***** DATA TO PROCESS *****
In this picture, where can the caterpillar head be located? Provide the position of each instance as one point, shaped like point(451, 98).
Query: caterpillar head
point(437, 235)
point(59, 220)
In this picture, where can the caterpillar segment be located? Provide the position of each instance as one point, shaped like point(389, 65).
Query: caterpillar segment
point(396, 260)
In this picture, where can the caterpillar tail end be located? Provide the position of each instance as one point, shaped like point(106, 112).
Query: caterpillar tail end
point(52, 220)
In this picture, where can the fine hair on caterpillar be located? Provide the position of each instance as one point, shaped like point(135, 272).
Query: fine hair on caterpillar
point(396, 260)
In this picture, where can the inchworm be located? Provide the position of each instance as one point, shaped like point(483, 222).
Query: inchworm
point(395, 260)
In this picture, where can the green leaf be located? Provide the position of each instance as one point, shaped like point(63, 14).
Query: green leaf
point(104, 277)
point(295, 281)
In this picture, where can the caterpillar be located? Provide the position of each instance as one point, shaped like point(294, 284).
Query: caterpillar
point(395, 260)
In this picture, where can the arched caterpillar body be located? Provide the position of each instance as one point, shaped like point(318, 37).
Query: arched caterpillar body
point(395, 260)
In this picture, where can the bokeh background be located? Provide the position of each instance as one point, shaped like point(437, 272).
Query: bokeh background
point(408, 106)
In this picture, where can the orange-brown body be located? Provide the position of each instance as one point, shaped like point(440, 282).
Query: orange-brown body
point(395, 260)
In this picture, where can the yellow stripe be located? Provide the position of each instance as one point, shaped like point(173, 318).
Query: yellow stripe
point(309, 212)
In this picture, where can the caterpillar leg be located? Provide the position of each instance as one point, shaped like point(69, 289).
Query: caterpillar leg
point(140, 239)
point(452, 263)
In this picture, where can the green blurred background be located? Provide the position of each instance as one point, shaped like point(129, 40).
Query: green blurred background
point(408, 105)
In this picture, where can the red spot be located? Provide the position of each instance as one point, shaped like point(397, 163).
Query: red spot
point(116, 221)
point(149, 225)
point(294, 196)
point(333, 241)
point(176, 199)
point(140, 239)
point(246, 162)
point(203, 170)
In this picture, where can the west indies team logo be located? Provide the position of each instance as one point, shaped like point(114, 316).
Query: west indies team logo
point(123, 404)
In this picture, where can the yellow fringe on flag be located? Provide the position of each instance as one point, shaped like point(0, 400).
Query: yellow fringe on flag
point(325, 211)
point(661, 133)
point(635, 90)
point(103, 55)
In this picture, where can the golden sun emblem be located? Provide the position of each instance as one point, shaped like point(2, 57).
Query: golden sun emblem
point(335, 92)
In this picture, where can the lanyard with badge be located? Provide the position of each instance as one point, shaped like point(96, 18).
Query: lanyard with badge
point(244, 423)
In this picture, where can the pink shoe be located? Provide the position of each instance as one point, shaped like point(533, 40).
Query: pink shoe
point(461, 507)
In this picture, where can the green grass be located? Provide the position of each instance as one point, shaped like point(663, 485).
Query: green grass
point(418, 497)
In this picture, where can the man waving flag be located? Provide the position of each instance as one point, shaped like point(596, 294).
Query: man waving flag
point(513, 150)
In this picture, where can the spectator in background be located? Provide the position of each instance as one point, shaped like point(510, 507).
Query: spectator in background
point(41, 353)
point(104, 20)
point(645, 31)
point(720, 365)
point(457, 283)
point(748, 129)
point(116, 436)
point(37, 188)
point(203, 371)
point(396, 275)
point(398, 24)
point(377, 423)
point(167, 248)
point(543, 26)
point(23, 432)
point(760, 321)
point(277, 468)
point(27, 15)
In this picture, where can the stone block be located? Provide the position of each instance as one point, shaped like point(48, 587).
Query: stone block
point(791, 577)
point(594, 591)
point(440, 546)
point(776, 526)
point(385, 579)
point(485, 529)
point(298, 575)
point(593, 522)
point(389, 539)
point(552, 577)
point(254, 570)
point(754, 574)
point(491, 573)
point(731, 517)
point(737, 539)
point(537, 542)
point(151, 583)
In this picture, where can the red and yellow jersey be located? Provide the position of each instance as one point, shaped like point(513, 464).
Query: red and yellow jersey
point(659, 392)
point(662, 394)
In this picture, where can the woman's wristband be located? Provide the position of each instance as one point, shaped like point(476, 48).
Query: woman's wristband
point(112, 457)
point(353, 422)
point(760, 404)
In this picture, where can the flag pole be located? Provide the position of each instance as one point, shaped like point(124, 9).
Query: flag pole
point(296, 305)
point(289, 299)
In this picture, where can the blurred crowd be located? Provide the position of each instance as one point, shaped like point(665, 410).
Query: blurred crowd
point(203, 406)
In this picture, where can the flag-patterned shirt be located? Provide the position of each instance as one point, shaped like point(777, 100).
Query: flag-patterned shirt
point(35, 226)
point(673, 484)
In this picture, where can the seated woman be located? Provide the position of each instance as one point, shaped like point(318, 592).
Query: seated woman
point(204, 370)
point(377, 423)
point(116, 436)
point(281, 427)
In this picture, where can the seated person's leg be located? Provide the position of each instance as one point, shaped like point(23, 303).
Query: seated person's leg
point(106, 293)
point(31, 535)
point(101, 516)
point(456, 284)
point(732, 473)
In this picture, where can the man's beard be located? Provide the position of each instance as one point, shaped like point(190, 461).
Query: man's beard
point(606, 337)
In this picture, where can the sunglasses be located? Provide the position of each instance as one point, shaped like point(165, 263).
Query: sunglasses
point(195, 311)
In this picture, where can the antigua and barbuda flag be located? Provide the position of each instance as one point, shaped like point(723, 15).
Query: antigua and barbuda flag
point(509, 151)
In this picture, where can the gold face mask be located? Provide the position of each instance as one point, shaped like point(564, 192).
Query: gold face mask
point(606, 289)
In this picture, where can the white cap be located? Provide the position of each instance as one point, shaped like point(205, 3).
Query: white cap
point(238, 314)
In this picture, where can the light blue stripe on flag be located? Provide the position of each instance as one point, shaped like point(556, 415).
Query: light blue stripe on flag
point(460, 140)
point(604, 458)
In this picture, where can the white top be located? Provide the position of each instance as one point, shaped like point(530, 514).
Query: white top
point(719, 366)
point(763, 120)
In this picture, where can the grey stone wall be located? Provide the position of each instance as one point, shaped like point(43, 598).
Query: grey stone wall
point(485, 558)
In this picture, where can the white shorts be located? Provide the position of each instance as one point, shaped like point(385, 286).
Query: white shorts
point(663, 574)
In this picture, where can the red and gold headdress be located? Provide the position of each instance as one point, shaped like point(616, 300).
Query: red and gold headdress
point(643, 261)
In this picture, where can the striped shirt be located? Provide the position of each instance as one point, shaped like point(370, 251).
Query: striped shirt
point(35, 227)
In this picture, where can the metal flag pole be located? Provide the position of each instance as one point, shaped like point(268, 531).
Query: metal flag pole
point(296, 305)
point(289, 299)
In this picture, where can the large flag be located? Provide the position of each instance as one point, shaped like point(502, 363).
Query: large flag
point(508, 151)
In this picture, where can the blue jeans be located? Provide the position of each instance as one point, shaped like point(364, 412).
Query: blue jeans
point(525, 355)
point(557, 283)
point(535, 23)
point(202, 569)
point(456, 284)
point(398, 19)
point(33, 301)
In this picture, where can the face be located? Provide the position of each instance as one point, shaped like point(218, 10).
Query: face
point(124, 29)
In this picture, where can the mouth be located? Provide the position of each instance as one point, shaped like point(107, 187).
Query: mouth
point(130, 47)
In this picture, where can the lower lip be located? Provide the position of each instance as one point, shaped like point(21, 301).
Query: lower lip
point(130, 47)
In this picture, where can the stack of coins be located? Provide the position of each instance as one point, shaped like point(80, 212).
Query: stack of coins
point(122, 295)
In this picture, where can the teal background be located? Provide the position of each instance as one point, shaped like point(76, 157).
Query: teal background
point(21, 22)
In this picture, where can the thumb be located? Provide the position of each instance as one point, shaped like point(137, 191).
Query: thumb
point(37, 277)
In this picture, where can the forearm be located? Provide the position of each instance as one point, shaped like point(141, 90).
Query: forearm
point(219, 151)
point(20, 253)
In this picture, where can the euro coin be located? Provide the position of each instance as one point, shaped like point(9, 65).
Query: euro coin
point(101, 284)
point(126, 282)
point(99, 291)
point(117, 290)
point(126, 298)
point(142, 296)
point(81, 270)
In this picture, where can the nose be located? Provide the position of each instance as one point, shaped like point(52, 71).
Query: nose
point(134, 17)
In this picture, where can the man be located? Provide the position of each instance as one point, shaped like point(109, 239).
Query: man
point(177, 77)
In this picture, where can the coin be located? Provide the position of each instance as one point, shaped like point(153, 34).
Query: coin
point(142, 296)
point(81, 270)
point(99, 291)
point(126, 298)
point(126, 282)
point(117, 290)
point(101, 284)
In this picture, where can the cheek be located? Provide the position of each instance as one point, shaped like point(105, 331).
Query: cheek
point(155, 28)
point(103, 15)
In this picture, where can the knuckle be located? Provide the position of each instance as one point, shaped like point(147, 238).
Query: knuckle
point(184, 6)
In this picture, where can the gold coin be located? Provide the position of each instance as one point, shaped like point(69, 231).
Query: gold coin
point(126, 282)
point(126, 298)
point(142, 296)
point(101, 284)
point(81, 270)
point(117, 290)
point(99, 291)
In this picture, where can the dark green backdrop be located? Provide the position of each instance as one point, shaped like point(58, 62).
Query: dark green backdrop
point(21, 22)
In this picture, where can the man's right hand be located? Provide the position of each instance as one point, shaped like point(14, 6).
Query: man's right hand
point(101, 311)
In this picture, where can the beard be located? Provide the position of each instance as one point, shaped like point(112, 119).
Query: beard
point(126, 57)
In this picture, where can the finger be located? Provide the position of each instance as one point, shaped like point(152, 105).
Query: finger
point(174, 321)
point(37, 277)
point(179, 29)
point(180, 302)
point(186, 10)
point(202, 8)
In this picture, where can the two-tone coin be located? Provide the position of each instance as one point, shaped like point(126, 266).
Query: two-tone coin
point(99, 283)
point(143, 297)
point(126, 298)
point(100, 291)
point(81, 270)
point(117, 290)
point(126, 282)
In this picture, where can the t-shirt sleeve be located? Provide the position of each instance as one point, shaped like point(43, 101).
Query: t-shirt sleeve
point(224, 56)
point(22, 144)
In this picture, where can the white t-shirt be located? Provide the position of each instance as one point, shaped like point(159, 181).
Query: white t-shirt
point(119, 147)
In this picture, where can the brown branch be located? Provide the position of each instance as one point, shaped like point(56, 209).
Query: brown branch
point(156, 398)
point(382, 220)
*****
◆ WHAT TO DO
Starting at the line that contains "In this picture, where can the green grass" and stopping after the line that contains "In this picture, where can the spectator", write out every line exactly as it appears above, and no other line.

◆ ANSWER TO THIS TASK
In this picture, where can the green grass be located? Provide the position of each instance as one point, shaped like point(663, 485).
Query: green grass
point(418, 497)
In this picture, where can the man waving flag be located? Provide the position of each instance as one point, shaped like point(596, 294).
Query: man waving flag
point(513, 150)
In this picture, where can the spectator in background be located? Provide the position of each instance as one point, shaped like point(510, 507).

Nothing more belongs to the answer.